─── Source information ───

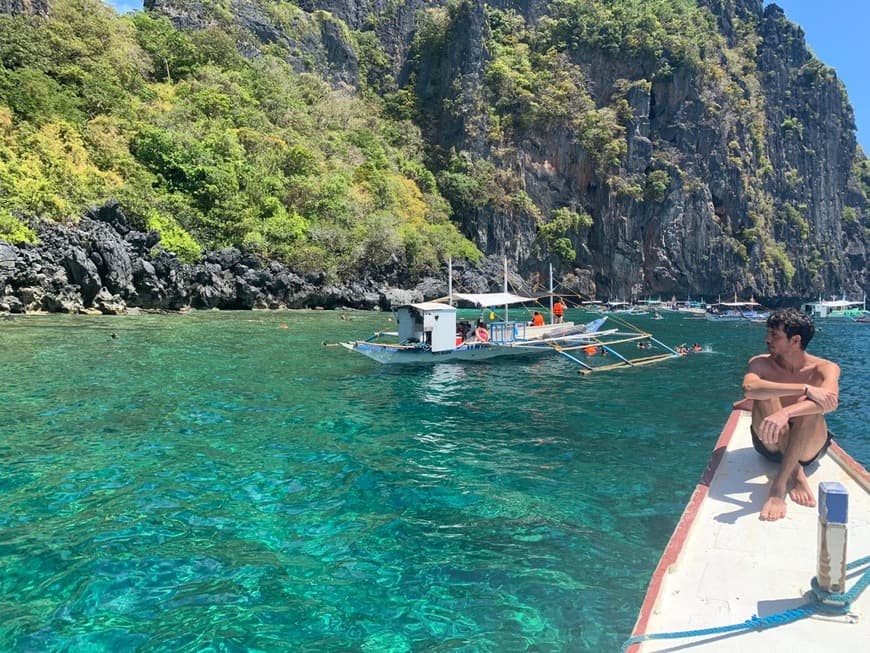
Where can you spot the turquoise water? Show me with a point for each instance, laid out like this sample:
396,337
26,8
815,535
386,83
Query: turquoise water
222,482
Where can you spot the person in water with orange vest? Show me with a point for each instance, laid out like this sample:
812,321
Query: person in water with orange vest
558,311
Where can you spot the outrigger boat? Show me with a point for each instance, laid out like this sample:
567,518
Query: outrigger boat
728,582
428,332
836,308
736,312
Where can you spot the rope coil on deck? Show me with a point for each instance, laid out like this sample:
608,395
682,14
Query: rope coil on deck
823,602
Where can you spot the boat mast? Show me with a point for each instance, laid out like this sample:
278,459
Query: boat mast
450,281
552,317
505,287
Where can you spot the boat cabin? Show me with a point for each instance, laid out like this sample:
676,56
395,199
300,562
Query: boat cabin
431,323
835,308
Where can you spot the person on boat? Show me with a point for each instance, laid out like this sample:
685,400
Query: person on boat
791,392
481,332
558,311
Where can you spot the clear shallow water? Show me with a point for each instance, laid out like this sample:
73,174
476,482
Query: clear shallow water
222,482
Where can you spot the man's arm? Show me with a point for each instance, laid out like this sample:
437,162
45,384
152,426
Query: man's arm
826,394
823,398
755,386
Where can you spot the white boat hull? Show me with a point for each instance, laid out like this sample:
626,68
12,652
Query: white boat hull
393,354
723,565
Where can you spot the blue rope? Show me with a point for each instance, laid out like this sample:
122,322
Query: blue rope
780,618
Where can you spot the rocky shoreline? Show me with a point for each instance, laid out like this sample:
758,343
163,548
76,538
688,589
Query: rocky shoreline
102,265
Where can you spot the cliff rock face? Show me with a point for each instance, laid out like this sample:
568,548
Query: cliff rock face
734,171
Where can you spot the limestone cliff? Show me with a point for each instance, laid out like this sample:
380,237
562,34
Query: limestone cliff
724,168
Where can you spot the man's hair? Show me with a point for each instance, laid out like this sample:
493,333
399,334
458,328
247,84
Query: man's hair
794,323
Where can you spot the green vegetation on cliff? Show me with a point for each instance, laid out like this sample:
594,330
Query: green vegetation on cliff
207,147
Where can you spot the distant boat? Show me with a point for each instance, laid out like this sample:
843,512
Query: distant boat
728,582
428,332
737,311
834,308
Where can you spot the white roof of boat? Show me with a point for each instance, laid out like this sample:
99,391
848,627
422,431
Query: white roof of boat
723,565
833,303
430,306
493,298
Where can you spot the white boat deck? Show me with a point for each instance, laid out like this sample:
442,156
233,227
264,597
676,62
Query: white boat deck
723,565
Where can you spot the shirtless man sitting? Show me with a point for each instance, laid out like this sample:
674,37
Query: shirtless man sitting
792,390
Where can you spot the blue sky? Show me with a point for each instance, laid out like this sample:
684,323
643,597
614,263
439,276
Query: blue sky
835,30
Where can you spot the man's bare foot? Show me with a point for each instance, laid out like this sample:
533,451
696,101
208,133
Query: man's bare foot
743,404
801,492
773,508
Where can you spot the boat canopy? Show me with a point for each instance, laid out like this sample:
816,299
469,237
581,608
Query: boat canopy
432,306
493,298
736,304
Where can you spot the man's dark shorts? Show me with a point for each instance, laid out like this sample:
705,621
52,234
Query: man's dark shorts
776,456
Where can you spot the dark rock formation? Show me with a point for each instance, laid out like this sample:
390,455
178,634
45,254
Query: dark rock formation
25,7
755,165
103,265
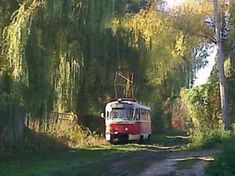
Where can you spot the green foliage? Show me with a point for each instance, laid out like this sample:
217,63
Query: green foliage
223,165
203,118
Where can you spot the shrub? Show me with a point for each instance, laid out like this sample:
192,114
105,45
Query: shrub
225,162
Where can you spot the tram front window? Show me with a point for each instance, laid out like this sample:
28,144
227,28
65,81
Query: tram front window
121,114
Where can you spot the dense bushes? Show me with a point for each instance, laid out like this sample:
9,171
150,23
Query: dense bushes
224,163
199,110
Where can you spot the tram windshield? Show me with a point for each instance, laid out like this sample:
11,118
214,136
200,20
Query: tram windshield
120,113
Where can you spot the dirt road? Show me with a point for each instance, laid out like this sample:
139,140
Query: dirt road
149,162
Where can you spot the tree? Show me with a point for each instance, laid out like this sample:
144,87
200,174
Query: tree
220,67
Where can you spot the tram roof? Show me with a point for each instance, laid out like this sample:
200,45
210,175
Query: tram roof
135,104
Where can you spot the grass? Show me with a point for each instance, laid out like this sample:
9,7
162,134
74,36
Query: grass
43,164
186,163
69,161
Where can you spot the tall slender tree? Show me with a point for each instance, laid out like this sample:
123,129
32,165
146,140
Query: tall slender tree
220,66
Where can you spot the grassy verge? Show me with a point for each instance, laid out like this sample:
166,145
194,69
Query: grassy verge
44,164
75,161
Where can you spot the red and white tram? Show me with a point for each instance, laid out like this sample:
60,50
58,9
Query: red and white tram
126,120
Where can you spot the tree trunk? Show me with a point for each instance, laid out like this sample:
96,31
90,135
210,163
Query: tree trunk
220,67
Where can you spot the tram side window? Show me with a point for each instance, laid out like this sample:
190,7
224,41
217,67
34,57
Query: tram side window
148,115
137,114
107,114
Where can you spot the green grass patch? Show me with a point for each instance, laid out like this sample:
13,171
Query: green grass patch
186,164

───
─── Source information ───

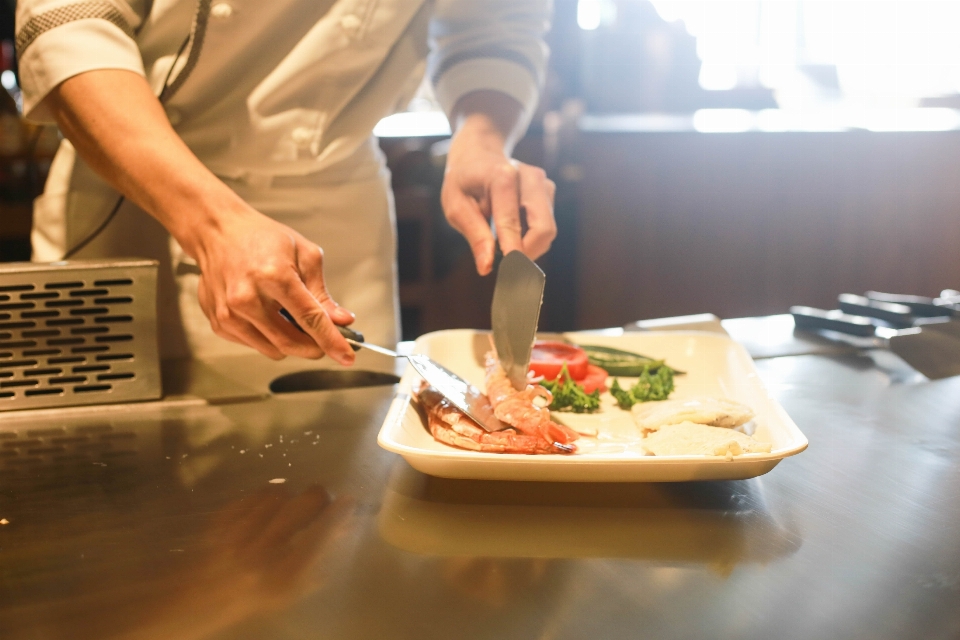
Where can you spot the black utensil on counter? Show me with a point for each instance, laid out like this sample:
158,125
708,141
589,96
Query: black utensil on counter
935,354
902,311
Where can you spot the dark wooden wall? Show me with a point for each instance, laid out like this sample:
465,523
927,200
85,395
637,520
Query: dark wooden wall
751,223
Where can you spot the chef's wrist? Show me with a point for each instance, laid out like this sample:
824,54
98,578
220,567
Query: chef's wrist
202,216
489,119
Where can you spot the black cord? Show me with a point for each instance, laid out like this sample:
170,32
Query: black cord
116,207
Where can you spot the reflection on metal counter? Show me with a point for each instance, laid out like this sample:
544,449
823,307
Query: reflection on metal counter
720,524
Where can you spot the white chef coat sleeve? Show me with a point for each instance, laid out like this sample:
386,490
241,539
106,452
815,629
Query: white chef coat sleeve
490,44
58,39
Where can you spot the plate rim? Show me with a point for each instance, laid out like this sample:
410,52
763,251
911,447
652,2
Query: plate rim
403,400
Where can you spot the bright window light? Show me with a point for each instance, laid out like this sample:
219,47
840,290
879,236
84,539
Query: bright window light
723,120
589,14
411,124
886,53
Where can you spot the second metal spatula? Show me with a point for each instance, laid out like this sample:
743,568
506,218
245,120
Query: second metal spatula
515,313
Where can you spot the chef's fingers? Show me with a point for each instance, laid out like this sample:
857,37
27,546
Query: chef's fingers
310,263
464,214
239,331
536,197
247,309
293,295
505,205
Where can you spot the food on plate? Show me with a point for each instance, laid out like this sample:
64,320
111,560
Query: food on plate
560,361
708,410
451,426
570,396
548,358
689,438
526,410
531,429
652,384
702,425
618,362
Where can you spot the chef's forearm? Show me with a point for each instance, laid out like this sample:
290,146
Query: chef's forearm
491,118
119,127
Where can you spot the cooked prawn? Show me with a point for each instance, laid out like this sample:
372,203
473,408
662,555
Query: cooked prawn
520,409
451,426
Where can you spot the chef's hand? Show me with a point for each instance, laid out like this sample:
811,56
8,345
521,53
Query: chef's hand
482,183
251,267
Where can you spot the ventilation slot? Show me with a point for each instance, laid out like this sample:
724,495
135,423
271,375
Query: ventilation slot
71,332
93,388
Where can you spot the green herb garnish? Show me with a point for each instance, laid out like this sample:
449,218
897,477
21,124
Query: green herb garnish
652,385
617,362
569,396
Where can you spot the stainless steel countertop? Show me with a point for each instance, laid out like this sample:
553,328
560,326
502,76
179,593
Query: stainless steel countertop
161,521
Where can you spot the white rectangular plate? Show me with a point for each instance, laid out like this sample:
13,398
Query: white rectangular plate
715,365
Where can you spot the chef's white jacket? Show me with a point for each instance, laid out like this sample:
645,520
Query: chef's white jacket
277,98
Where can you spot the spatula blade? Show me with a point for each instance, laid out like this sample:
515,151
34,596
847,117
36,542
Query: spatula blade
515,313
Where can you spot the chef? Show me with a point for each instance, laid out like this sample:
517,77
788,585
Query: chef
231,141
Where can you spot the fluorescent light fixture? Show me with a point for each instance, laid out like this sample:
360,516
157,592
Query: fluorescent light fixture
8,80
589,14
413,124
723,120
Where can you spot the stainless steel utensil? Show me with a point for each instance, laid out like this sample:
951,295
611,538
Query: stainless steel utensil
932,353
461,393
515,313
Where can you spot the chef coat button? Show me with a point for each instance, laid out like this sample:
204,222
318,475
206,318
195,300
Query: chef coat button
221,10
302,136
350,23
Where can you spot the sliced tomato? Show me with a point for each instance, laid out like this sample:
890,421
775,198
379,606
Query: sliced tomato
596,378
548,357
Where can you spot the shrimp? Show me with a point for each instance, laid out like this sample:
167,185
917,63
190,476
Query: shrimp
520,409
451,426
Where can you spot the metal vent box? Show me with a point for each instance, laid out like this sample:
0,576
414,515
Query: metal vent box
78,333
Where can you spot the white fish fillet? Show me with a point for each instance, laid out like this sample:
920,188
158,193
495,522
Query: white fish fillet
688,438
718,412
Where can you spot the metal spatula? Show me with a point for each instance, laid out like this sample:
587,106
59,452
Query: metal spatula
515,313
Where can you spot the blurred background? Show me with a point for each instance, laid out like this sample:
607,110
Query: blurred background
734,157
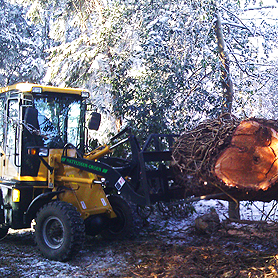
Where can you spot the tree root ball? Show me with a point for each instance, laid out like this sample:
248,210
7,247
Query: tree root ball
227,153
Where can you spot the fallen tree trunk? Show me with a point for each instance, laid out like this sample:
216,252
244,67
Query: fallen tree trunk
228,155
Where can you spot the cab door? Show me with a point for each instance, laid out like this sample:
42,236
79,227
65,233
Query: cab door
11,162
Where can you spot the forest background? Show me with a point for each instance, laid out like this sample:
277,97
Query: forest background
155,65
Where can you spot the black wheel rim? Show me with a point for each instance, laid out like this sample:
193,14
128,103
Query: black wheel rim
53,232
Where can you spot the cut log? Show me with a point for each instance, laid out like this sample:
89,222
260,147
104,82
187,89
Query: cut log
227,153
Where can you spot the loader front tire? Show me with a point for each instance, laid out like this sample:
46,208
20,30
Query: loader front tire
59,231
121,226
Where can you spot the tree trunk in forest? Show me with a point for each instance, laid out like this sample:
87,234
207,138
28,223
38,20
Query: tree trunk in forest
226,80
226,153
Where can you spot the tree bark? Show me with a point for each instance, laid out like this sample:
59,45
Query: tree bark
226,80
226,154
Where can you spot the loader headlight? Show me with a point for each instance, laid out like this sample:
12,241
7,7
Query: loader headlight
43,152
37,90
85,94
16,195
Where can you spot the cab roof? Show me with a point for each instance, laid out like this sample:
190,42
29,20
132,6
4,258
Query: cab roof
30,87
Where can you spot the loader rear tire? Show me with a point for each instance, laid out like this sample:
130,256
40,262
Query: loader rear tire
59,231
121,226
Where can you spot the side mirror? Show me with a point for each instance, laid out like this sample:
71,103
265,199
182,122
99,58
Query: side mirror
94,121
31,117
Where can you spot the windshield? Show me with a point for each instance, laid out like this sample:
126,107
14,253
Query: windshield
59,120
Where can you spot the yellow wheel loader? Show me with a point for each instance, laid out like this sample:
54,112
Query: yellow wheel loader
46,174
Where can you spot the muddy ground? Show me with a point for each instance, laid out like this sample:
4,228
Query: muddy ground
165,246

───
─── Source information ───

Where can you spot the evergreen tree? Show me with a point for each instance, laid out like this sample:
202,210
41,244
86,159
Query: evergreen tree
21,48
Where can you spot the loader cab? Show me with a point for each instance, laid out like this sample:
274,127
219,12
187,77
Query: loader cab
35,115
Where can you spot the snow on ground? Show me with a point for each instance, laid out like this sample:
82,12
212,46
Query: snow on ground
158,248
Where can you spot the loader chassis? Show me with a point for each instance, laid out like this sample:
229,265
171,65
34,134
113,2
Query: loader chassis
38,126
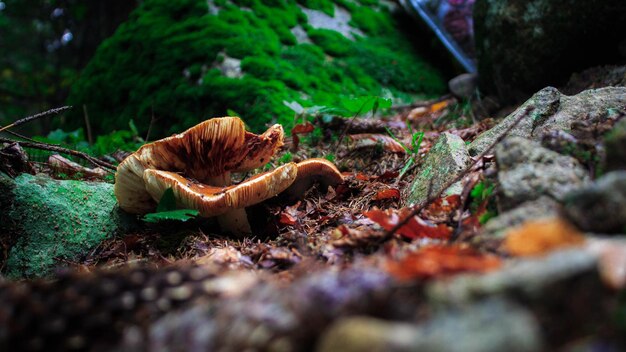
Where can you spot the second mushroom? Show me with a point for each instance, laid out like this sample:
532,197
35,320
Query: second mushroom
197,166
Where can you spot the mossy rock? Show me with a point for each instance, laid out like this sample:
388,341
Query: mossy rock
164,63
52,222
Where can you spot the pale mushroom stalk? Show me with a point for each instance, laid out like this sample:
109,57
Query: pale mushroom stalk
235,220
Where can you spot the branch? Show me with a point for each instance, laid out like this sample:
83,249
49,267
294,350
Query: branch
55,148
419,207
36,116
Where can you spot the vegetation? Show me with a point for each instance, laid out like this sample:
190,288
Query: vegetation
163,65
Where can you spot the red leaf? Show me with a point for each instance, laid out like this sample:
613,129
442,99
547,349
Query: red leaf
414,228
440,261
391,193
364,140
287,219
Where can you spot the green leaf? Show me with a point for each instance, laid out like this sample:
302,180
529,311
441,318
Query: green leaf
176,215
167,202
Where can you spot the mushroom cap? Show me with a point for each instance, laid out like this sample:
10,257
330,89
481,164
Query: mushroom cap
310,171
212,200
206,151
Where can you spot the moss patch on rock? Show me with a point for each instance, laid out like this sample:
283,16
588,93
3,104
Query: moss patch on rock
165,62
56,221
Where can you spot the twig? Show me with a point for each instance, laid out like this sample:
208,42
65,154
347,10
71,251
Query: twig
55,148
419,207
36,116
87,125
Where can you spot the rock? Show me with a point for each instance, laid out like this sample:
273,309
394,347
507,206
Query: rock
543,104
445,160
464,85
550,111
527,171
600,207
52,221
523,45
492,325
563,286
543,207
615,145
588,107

───

_Work order_
After locating the line holding "Where can you spot the tree trunk?" above, output exactly that line and every line after it through the line holding "Where can you spot the tram side". Include nothing else.

_Response box_
Where can you spot the tree trunk? Show me with a point for each instance, laid out like this sample:
96,31
90,135
210,163
Query: tree trunk
220,67
Where can you spot the tram side window? Show me with a point for each instance, laid out like this sample:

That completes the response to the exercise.